-- INPUT --
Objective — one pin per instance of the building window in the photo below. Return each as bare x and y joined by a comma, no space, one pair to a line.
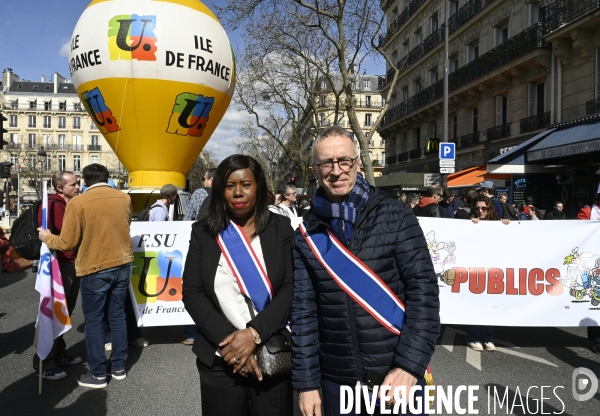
76,163
432,76
62,162
500,34
473,51
537,98
454,127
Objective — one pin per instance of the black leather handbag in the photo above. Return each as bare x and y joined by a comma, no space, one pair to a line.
274,357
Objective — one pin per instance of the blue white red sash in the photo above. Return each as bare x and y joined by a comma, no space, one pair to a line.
356,279
249,273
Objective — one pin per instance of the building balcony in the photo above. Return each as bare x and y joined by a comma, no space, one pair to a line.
519,45
468,140
536,122
498,132
561,13
592,107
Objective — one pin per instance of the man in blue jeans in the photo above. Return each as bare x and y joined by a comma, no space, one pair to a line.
103,264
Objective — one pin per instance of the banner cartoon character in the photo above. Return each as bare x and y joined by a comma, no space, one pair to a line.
157,276
131,36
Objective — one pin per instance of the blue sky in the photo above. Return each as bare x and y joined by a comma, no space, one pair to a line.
34,41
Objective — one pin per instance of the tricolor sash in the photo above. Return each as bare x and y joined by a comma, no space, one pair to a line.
249,273
356,279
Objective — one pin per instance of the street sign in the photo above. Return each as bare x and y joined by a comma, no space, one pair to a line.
447,151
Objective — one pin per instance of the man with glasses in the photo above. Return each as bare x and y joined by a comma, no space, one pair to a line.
429,206
199,196
380,258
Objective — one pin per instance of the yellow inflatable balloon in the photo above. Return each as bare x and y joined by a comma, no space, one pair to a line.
156,76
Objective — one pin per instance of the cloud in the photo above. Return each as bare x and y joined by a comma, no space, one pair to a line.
65,48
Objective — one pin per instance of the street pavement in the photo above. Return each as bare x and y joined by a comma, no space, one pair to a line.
162,379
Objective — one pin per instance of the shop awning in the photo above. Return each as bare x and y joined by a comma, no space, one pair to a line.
567,141
473,176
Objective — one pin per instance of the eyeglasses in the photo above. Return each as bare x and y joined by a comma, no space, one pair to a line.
345,164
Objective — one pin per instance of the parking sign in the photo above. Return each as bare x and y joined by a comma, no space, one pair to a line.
447,151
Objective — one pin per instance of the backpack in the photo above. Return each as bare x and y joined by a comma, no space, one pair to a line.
144,215
24,234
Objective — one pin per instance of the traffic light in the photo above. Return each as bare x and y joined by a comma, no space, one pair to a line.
2,130
5,169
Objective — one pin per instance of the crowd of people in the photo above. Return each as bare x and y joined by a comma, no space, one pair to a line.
249,277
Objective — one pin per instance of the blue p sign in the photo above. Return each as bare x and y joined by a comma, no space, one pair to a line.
447,151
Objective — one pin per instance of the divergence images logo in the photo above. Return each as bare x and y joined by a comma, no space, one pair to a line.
190,114
131,36
93,101
157,276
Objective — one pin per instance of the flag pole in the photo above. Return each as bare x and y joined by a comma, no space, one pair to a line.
40,382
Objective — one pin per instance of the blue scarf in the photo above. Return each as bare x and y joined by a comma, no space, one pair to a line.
343,215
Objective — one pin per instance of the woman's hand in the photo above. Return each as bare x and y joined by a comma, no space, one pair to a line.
237,347
43,234
251,367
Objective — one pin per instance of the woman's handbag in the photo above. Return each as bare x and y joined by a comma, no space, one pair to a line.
274,357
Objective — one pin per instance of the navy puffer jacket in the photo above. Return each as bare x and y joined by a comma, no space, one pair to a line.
333,336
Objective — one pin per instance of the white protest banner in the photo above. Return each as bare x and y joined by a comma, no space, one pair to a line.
159,251
526,273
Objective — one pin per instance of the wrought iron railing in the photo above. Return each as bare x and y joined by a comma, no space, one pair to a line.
536,122
563,12
515,47
468,140
592,107
498,132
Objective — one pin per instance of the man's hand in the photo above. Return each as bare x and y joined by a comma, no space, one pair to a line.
237,347
43,234
396,378
309,403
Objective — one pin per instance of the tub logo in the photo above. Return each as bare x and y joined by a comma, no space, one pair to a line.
190,114
157,276
93,101
131,36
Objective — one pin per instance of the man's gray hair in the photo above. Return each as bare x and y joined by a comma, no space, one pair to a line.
59,178
289,189
332,131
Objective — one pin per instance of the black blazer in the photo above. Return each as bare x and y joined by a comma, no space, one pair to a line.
201,301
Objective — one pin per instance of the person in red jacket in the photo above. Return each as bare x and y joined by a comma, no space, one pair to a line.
66,186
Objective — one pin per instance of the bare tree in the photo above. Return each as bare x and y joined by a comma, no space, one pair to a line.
317,35
256,143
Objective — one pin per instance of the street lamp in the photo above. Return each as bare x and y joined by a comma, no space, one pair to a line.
41,159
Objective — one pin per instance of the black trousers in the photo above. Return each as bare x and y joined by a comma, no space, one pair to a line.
71,287
227,394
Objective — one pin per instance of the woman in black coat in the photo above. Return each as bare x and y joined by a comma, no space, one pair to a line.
231,381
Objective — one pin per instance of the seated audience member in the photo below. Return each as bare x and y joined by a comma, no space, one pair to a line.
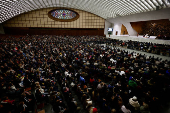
134,104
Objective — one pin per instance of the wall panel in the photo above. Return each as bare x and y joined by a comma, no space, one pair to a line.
39,18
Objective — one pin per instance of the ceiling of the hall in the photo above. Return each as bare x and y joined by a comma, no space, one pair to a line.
103,8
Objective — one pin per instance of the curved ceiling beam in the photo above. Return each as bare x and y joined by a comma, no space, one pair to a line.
103,8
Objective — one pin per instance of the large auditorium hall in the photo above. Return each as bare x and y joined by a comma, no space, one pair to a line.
84,56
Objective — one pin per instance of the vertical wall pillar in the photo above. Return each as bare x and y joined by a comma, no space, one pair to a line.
117,28
130,30
1,29
107,25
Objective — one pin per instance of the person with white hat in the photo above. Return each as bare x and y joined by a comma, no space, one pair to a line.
134,103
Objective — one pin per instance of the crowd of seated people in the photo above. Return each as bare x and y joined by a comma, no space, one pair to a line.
114,80
149,47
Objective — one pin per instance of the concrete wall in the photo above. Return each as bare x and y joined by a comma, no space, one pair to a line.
130,30
117,27
146,16
152,15
107,25
39,18
1,29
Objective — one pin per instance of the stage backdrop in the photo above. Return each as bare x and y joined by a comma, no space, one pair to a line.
34,21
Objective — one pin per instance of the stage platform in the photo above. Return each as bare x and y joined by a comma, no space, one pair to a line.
140,39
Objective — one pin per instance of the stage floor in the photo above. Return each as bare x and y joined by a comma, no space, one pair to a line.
140,39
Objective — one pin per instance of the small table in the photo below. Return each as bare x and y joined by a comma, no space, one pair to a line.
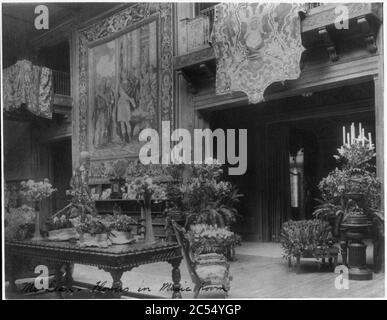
115,259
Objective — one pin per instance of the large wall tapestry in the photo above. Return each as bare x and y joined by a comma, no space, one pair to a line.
125,79
256,44
25,84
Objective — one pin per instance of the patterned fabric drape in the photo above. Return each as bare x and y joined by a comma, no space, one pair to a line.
255,45
28,85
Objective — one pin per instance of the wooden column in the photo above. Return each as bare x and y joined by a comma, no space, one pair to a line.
379,114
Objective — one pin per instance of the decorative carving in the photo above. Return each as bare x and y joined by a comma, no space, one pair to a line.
368,33
327,41
126,18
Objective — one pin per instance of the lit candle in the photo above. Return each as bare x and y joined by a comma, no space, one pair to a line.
343,135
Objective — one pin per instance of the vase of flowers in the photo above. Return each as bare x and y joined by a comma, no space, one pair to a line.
120,227
93,233
145,190
36,192
19,223
117,173
352,195
209,203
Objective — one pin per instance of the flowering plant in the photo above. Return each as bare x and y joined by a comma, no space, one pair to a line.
92,225
298,237
36,191
144,188
354,177
206,238
207,198
18,222
119,222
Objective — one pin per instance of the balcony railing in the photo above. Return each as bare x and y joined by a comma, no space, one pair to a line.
61,83
199,28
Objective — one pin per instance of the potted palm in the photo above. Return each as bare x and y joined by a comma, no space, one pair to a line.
35,192
351,198
209,205
146,190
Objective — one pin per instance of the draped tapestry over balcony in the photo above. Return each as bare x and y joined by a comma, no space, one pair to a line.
255,45
25,84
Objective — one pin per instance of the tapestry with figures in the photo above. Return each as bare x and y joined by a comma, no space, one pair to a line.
256,44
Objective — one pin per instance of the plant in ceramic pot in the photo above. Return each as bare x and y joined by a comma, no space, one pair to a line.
351,197
19,223
35,192
209,200
93,232
352,191
205,238
120,228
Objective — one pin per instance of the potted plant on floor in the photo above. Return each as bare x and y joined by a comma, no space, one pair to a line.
308,239
19,223
351,198
146,190
209,201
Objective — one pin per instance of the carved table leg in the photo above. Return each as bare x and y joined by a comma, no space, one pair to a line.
298,264
12,283
69,268
344,247
117,283
176,277
376,256
58,280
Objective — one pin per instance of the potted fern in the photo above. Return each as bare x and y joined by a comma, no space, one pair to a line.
209,204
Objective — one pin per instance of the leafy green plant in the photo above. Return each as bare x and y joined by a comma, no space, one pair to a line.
120,222
302,236
355,176
206,238
206,198
19,223
92,225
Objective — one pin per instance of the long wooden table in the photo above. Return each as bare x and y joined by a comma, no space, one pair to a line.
115,259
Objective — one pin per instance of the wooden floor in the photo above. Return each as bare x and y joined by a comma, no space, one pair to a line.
259,272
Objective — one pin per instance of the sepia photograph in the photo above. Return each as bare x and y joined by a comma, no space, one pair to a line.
192,150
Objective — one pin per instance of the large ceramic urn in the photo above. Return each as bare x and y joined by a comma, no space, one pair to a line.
356,227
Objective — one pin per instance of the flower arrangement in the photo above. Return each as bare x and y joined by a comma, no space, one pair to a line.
120,223
36,191
19,223
93,226
207,198
355,176
61,222
206,238
298,237
143,188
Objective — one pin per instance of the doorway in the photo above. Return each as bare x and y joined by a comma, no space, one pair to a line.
60,171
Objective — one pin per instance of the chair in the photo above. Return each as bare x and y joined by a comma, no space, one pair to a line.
206,270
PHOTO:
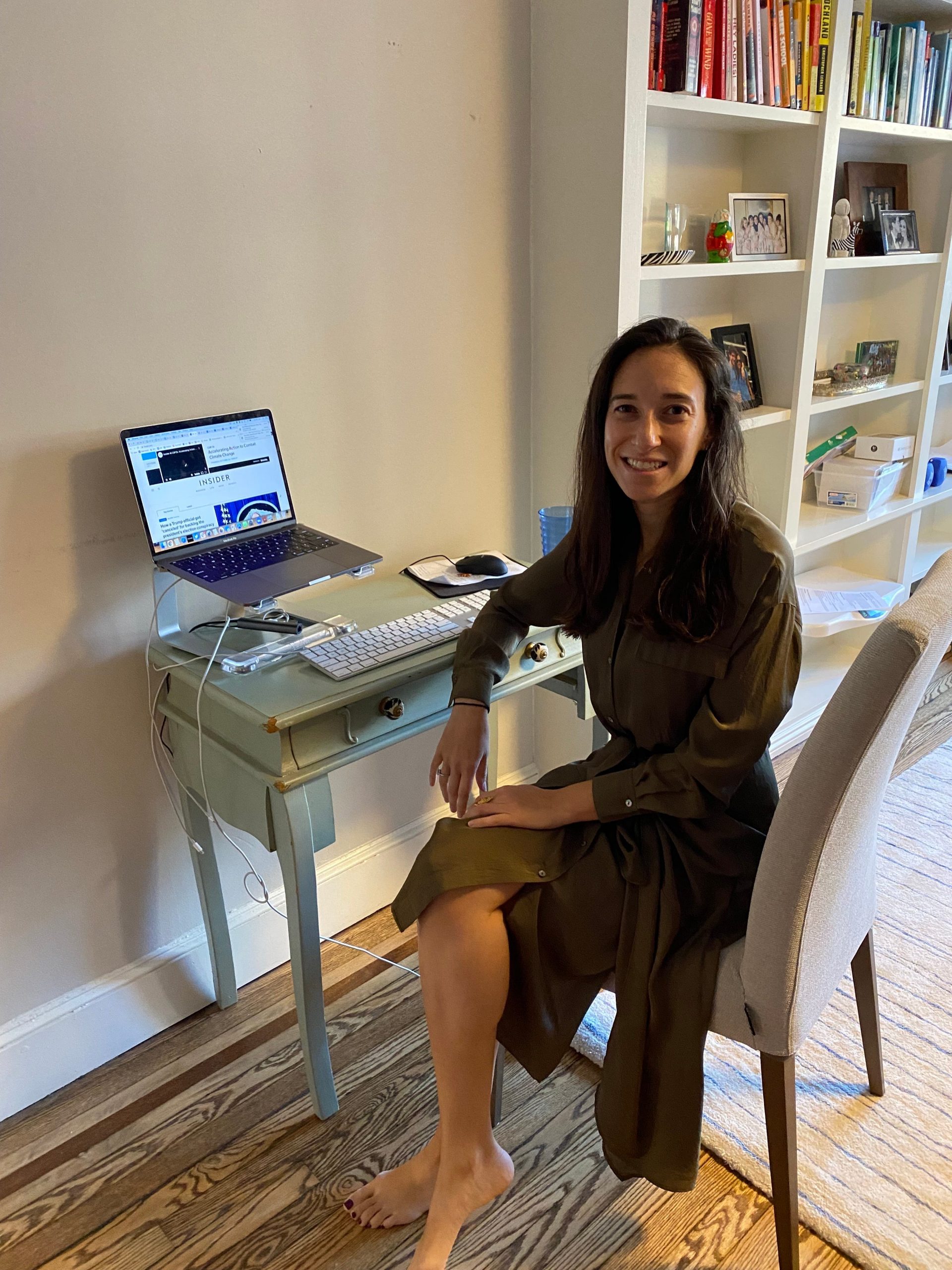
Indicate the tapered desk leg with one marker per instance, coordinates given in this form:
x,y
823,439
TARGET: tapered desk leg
x,y
295,845
209,882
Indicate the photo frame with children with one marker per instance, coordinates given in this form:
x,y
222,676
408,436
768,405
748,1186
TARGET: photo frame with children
x,y
761,225
737,343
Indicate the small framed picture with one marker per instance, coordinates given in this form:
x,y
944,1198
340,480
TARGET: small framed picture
x,y
761,225
871,186
879,355
899,232
737,343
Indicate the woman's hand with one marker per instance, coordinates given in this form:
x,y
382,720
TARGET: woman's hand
x,y
461,756
527,807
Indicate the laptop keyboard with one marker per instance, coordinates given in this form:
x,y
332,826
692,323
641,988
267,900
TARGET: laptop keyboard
x,y
238,558
365,651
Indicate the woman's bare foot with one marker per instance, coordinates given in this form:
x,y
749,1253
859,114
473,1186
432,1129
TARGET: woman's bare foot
x,y
461,1189
398,1196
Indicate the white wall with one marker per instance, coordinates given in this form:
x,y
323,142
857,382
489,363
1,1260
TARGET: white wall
x,y
211,206
578,132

-- WORK ORDER --
Tell how many lines of the data include the word "marker", and nothing else.

-- RESULT FOR THIS TASK --
7